Rewrite the stretch of lines from the one containing "For the benchmark, mark every instance of the tan" through the end of the lines, replacing "chain link fence" with "metal fence" and leaving everything else unchanged.

Photo object pointing lines:
● ● ●

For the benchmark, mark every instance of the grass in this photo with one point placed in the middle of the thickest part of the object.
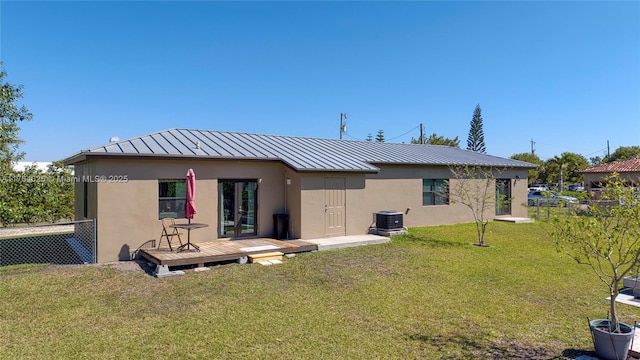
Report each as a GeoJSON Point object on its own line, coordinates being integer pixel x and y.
{"type": "Point", "coordinates": [429, 294]}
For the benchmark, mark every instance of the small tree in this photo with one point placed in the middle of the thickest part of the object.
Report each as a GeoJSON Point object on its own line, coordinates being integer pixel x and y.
{"type": "Point", "coordinates": [608, 240]}
{"type": "Point", "coordinates": [474, 187]}
{"type": "Point", "coordinates": [475, 140]}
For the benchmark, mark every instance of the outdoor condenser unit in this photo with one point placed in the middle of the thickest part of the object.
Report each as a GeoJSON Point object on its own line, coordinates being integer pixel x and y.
{"type": "Point", "coordinates": [389, 220]}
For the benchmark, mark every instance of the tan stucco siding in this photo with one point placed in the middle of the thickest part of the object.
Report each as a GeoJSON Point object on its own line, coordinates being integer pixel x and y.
{"type": "Point", "coordinates": [125, 202]}
{"type": "Point", "coordinates": [127, 210]}
{"type": "Point", "coordinates": [313, 204]}
{"type": "Point", "coordinates": [400, 188]}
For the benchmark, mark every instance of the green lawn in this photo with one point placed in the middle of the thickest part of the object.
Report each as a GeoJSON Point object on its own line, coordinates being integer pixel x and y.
{"type": "Point", "coordinates": [428, 295]}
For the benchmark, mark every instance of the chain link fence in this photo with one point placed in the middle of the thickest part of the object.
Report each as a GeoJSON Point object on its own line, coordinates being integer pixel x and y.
{"type": "Point", "coordinates": [549, 210]}
{"type": "Point", "coordinates": [63, 243]}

● ● ●

* _RESULT OF THIS TASK_
For the benchmark, mark every instance of the tan stucco siding in this photo with one point placed in the middle of the thickest part of the object.
Report each as a GeoJSON Point object on its own line, coordinates being integer pixel x and y.
{"type": "Point", "coordinates": [125, 202]}
{"type": "Point", "coordinates": [127, 210]}
{"type": "Point", "coordinates": [313, 204]}
{"type": "Point", "coordinates": [400, 188]}
For the benchmark, mark every instance of the green lawn in this photo with one point placed in the middle of the thickest part of the object.
Report each as a GeoJSON Point object on its own line, coordinates being integer pixel x and y.
{"type": "Point", "coordinates": [428, 295]}
For the benchmark, mark every instance of the metal fence in this photo with one point placed in the middle of the thickest part of the object.
Report each as a GeoJSON Point object on its own line, coordinates being integer pixel x and y.
{"type": "Point", "coordinates": [549, 210]}
{"type": "Point", "coordinates": [63, 243]}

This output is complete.